----- Provided information -----

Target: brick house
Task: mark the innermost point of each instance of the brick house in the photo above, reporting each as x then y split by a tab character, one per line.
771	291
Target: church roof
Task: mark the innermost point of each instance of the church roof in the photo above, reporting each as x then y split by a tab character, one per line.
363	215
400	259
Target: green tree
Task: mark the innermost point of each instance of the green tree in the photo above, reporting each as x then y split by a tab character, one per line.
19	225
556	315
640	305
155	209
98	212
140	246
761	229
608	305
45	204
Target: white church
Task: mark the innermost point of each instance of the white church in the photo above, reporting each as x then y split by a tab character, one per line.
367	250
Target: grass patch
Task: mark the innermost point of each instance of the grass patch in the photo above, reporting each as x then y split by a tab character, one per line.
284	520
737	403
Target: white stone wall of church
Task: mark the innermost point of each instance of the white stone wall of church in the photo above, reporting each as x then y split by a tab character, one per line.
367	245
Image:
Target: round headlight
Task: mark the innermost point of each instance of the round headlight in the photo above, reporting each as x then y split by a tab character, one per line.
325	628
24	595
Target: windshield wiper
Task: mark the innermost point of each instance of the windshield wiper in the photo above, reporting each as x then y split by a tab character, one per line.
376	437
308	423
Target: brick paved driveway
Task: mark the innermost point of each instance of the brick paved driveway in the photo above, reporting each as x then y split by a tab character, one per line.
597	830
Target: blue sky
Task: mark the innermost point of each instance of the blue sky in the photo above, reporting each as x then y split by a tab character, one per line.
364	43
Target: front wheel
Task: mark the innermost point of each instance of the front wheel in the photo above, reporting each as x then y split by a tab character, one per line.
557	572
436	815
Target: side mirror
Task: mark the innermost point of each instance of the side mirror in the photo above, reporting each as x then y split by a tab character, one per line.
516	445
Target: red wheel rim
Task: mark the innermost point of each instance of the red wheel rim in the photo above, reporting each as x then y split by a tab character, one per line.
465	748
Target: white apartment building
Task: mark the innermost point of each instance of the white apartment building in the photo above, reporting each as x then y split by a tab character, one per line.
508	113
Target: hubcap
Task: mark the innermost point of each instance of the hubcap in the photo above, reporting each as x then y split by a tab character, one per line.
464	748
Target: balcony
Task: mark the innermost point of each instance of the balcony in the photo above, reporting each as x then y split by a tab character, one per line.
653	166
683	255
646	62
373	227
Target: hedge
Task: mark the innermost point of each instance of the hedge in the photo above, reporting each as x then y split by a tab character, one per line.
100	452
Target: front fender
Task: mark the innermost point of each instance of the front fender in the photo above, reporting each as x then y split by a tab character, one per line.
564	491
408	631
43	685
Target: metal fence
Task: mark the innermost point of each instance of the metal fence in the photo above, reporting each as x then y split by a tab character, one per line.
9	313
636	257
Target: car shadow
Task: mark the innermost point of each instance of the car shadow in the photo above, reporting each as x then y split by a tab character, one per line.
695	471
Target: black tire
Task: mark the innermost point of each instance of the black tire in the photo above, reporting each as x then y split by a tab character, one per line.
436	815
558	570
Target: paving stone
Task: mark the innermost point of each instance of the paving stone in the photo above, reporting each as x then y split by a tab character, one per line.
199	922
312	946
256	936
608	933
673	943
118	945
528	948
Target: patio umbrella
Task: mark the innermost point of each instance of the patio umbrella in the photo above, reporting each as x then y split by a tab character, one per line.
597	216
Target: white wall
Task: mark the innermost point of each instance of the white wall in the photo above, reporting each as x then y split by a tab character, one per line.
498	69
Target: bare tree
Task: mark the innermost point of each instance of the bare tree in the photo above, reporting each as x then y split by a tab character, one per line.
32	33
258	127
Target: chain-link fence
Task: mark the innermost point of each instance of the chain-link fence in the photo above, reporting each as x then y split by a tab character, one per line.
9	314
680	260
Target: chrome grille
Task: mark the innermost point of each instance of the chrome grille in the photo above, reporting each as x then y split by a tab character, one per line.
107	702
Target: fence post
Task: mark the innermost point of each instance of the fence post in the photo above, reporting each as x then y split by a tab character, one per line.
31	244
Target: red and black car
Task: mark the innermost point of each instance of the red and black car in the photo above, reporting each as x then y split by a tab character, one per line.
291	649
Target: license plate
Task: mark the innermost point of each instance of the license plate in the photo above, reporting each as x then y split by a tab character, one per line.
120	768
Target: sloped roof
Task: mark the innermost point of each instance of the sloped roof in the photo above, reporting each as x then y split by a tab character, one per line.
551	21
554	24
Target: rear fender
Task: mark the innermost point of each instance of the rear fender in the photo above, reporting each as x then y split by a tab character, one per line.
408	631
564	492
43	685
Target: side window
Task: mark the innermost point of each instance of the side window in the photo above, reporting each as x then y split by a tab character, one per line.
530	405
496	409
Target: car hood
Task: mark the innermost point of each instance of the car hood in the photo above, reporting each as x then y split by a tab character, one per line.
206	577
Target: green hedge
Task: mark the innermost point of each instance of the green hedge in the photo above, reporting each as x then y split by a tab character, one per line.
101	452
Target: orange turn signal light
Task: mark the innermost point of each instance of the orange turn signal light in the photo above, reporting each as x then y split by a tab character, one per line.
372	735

-----

■ Exercise details
Write out the whole listing again. Match it word for word.

■ Task output
Target: brick house
Task: mark the innermost point of each instance of the brick house in the photo above, reporting each as x then y split by a tab character, one per line.
771	291
Target: church roof
Task: mark the innermost point of each instance of the church roof in the photo above, reporting each as x then y split by a tab character, one per line.
363	215
400	259
Target: green tree
Task: mark the innermost point of each instance of the green tree in the photo above, reporting each as x then y split by a tab character, one per line.
19	225
556	315
640	305
155	209
98	212
140	246
761	229
608	305
45	204
Target: white church
Task: mark the innermost point of each instance of the white church in the photo above, reporting each as x then y split by a tab character, one per line.
367	250
Target: grass patch
Task: mark the innermost point of each instance of the grass patch in the photo above, reporting each as x then y split by a tab character, one per line.
284	520
737	403
Target: white stone wall of church
Task: mark the innermost point of each instance of the white stone wall of church in the photo above, reporting each as x then y split by a tab character, one per line.
367	245
Image:
Target: round headlight
Task: mark the innermost point of each instance of the round headlight in the photo above, reporting each as x then y split by a tab character, one per line.
325	628
24	595
Target: windshield wiper
Task: mark the innermost point of each instance of the windshield wiper in the photo above, reporting each as x then y split by a tab character, one per line.
376	437
308	423
Target: brick paved driveway
Task: mark the innermost point of each instance of the brick paved driveway in the photo above, reporting each as x then y split by a tab character, one per line.
597	830
Target: blue sky
Task: mark the innermost point of each instance of the blue sky in the photo above, reporting each as x then y split by a tab character, one per line.
364	43
Target: front wheel
Task: mark the innermost point of each instance of the front wheel in the photo above, reporting each as x then y split by a tab character, one per line.
557	572
436	815
Target: side mirror
Task: mark the innermost point of each instance of the side mirror in the photo above, reporting each as x then y split by a tab character, one per line.
516	445
Target: red wheel rim
Task: mark the innermost point of each instance of the red wheel rim in the photo above, reporting each as x then y split by a tab character, one per line.
465	748
Target: white apartment building
Task: mark the innermost point of each instance of the white apartment building in the photo above, reporting each as x then y split by a tab character, one per line.
508	113
Target: hubcap
Task: mark the innermost point of each instance of the hubcap in the photo above, reporting each as x then y split by a tab character, one per line.
464	748
Target: balcony
Task: mark the innermost point of each instance of the balcony in the photo above, reporting each as x then y split by a tab character, one per line.
653	166
683	255
646	62
373	227
Target: hedge
Task: mark the innermost point of each instance of the hedge in the photo above, reporting each as x then y split by a tab character, one per line.
100	452
Target: front fender
Task: mark the innermost point of each instance of the front fender in the photo above, reporting each as x then y split by a tab character, one per line.
564	491
408	631
43	685
Target: metal fence
Task: mark the innermost point of each instance of the metal fence in the photo above, reporting each as x then y split by a tab character, one per line.
9	313
636	257
Target: car shadow
Task: mark the innermost point of each instance of the car shadow in the photo above, reporting each as x then y split by a tab character, one per line.
695	471
Target: black tire
Task: mark the innermost point of each instance of the black tire in the photo above, reporting each as x then y split by a tab character, one per line.
436	815
558	570
Target: paving stone
Task: mark the innermost point of each instance of the paving stone in the photo above, reporting each as x then y split by a tab character, one per line.
199	922
312	946
256	936
608	933
673	943
118	945
528	948
Target: patio umbrella
Task: mark the innermost point of each instance of the patio umbrella in the photo above, reporting each as x then y split by a tab character, one per line.
597	216
Target: white wall
Task: mark the innermost point of each instance of the white wall in the photo above, reporting each as x then y split by a tab character, one per line.
498	69
Target: bare tree
Task: mark the innermost point of each instance of the bare tree in the photo above, reporting each as x then y split by a tab character, one per line.
32	33
258	127
Target: chain-link fence
Task: mark the innermost point of each instance of the chain-link fence in the photo above, reporting each as x then y split by a tab character, one per line.
9	314
680	260
Target: chrome grille
Task: mark the innermost point of each instance of the chrome grille in the photo above, reporting each as x then y split by a tab character, one per line.
107	702
Target: fence post
Task: mark the innermost point of each instance of the fence post in the photo above, reporting each as x then y split by a tab character, one per line.
31	244
Target: red and black car
Task: mark the innermost point of each instance of the red and black car in the photo above, reporting each as x then y split by a tab character, one per line.
291	649
Target: license plate
Task: mark the innermost point of each instance of the license plate in the photo above, reporting each as x then y split by a tab character, one per line.
120	768
Target: sloped roof
Task: mark the innermost point of each instance of the sloped roof in the photo above, reporting each as x then y split by a tab character, one per line.
551	21
554	24
Target: rear fender
Task: mark the innermost point of each instance of the rear fender in the photo above, reporting each as x then y split by a tab character, one per line.
408	631
564	492
43	685
Target: side window
Task: mark the innermost point of each instance of the side window in the photo above, reporting each as x then y split by a tab character, one per line.
530	405
496	409
Target: car hood
Task: mark the innermost point of each instance of the car hood in the photo above, reporting each as x then y split by a tab character, one per line.
206	577
Target: green hedge
Task: mark the innermost point of each instance of the green hedge in the photo above, reporting each as x then y split by a tab character, one per line.
101	452
Target: orange turn signal light
Task: mark the innermost point of each instance of the orange turn signal light in the photo above, reporting each as x then y split by a tab character, one per line.
372	735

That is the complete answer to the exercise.